# [Directions]
With the line containing "the low white" as the starting point, output the remaining lines of the data exactly as they are, through the last.

# [Records provided]
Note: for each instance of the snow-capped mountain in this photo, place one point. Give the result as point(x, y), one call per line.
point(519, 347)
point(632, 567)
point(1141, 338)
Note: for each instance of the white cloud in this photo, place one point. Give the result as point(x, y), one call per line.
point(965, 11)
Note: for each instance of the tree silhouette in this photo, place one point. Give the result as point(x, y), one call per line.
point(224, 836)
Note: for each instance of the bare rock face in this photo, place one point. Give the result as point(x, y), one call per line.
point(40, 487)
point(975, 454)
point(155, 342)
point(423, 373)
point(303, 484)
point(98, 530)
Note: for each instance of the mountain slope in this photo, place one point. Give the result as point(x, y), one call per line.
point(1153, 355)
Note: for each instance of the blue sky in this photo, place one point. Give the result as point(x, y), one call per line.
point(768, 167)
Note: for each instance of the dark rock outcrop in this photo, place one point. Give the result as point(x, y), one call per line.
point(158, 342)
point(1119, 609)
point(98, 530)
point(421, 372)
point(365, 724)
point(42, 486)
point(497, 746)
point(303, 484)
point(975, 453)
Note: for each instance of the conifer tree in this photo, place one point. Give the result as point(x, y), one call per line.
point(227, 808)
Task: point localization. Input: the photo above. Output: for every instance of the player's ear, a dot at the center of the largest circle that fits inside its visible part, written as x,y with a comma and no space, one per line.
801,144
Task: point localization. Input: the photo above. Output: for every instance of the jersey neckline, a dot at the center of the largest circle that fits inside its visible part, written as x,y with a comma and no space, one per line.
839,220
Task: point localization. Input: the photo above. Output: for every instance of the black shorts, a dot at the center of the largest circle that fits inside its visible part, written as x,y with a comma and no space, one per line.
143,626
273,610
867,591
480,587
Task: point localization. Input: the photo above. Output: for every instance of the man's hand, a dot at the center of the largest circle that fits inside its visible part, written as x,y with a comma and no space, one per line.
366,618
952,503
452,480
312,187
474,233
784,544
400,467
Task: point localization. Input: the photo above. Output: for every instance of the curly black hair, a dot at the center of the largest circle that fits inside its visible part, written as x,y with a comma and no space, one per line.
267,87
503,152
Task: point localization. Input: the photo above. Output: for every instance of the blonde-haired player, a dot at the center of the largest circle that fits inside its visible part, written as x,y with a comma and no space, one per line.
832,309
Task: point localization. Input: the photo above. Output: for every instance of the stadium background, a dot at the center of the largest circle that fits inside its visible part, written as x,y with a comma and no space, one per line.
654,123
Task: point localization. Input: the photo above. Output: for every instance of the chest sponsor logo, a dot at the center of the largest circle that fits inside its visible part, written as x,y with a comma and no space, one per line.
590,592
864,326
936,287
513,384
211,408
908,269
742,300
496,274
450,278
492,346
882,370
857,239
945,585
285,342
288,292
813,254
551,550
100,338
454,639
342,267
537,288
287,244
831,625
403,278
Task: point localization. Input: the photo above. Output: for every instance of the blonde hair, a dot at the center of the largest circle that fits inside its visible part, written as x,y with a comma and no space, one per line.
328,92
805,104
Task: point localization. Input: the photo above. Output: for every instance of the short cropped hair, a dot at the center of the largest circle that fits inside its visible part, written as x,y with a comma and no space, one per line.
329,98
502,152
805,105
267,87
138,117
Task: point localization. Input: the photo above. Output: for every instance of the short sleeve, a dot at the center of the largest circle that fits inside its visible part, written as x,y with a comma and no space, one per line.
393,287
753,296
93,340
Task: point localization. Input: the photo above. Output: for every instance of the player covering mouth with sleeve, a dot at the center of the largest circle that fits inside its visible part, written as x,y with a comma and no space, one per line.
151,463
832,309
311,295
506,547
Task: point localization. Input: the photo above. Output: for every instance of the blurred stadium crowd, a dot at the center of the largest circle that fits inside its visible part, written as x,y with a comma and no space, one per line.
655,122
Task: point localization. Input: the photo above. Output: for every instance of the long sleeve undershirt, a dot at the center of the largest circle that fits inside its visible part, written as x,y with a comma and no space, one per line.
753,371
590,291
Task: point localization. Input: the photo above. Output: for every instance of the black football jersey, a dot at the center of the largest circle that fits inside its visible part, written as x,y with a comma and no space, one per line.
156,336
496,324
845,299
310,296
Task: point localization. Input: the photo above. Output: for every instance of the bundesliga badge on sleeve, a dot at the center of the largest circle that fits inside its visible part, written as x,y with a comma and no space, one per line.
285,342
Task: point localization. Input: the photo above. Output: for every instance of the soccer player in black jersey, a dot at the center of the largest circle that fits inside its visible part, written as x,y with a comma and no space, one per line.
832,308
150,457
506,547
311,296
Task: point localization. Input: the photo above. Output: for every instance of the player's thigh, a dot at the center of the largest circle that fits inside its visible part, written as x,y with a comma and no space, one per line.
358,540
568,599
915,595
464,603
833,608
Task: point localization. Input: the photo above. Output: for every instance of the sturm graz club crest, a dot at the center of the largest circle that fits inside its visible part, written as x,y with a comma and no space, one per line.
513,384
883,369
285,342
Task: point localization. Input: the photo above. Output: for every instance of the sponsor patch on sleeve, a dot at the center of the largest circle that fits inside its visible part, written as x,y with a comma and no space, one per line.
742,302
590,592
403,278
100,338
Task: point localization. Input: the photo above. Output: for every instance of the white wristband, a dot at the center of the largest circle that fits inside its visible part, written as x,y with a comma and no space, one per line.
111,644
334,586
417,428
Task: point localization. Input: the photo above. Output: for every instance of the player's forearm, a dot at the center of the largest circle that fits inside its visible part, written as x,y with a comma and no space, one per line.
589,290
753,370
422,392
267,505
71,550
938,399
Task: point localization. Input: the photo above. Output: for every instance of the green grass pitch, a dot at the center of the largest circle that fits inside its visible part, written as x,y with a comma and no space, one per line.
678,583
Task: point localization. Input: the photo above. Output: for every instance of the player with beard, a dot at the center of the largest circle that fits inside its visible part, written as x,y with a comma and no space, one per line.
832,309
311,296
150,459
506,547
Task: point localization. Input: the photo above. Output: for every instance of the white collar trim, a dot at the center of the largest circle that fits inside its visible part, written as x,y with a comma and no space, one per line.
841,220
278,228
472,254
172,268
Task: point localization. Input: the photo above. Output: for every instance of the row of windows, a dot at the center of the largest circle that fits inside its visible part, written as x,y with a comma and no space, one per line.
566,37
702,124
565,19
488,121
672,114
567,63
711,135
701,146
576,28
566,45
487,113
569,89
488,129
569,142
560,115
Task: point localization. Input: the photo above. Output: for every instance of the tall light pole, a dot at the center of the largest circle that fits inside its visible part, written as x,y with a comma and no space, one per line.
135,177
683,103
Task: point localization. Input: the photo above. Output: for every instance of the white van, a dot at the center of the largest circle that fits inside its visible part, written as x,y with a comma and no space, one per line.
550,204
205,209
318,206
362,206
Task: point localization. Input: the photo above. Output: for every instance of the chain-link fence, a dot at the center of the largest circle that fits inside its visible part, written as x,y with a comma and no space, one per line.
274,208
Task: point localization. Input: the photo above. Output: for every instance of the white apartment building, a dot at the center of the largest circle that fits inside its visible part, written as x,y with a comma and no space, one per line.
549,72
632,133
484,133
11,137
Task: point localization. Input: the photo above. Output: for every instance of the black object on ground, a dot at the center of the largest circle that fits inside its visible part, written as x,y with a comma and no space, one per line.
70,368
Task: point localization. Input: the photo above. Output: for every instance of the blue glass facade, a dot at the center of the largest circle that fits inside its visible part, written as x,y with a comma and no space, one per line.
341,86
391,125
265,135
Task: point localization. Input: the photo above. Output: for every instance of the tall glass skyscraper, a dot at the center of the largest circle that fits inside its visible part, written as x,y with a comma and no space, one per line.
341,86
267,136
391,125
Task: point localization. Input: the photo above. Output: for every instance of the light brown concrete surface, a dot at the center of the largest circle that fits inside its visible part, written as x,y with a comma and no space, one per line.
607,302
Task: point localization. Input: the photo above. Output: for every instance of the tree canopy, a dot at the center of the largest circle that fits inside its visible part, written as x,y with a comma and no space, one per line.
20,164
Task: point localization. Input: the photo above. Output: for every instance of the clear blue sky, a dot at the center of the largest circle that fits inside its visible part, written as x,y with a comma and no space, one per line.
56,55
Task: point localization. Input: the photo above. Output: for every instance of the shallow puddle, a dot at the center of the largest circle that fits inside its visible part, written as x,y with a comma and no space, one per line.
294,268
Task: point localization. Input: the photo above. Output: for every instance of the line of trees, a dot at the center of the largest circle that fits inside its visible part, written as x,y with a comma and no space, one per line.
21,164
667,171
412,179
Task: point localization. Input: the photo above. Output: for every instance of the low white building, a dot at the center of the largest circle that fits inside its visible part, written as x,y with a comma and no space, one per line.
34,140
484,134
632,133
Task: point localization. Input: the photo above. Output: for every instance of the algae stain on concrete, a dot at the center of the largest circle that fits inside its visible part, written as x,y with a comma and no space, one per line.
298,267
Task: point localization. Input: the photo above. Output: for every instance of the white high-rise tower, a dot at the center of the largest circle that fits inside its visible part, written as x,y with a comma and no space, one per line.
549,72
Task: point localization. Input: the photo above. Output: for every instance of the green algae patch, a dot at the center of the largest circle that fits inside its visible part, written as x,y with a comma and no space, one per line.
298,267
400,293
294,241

# [Answer to this task]
Task: point localization. Input: the photo above. Output: for every instance of the low white building, a dot at the center of the largest circle that fits inside its visible part, written as x,y with a comma and no space, one per line.
34,140
484,134
632,133
Task: point localization. Input: the photo above. Output: for every instance of the algae stain on concrete, a dot at the center of the largest circle that fits inside its visible part, written as x,y with a comma and no space, one per line.
298,267
Task: point localization. Input: the photo above. Output: for every instance of the white high-rise tower, a dot at the center of the largest circle that fits inside its visible part, written as x,y with a comma and no space, one per line.
549,72
Task: point localization. Input: the photo above. Output: for every instance of the green algae patch, a dot at the center of the largest circle that fits inside its visible part, written as x,y with a comma and no space, one per line.
298,267
400,293
294,241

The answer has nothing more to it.